Count how many lines in the listing below contain the string "white", treating uppercase and lowercase as different. Reply with the number alone.

**SOURCE MATERIAL:**
━━━━━━
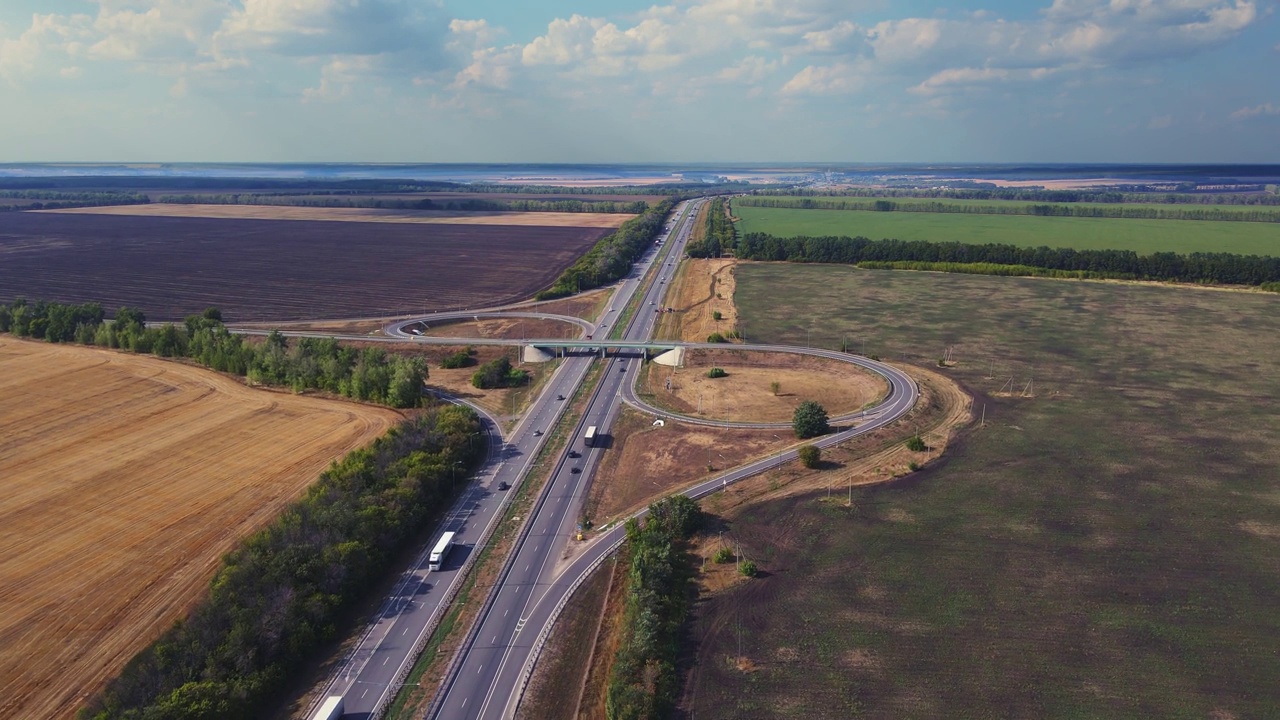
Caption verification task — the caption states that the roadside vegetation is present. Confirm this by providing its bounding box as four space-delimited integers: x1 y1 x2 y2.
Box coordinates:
535 197 676 300
82 405 486 720
685 197 737 258
605 495 703 720
681 264 1280 719
0 300 428 407
737 230 1280 286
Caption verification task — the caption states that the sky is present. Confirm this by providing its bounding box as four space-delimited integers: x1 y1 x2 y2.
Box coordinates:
0 0 1280 163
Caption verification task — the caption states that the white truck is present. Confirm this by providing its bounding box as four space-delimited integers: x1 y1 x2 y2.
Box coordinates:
428 533 457 570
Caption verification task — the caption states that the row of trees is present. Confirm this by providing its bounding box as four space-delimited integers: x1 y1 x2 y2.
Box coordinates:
84 405 485 720
736 233 1280 286
156 193 649 214
685 197 737 258
0 300 428 407
737 197 1280 223
753 187 1280 205
536 197 676 300
605 496 703 720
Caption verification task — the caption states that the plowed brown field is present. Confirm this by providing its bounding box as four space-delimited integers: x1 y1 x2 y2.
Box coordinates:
0 337 399 717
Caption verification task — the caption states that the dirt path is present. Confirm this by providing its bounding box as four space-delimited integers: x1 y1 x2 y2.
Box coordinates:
0 337 399 717
654 258 737 342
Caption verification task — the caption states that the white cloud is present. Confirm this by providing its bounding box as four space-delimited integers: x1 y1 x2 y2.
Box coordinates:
782 63 867 95
1231 102 1280 120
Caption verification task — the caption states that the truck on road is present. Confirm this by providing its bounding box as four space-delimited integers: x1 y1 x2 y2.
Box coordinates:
430 533 457 570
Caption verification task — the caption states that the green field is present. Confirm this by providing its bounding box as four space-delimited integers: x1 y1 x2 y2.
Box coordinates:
685 263 1280 720
733 205 1280 255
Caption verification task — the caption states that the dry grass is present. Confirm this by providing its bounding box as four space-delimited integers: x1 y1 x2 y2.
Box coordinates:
644 350 888 423
654 258 737 342
0 337 399 717
422 318 582 340
584 407 796 525
38 202 635 228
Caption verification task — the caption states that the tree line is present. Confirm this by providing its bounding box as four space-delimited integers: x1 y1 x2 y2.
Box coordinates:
535 197 676 300
685 197 737 258
82 404 486 720
0 299 428 407
605 495 703 720
737 197 1280 223
740 187 1280 205
0 190 151 213
156 193 649 215
735 233 1280 286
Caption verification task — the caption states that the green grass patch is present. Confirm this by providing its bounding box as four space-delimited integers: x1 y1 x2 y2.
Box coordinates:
685 264 1280 719
733 205 1280 255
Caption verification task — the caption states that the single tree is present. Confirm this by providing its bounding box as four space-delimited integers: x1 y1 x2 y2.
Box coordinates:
796 445 822 470
791 400 831 439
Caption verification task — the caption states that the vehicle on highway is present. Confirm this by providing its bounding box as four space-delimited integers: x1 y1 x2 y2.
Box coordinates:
428 533 457 570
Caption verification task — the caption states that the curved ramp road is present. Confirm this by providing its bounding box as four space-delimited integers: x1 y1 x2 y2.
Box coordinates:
429 211 918 720
298 197 691 719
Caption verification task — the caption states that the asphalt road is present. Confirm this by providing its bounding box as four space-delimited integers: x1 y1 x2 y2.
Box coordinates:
304 197 706 719
429 197 918 720
431 201 696 720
━━━━━━
**WRITTEN SOLUTION:** 2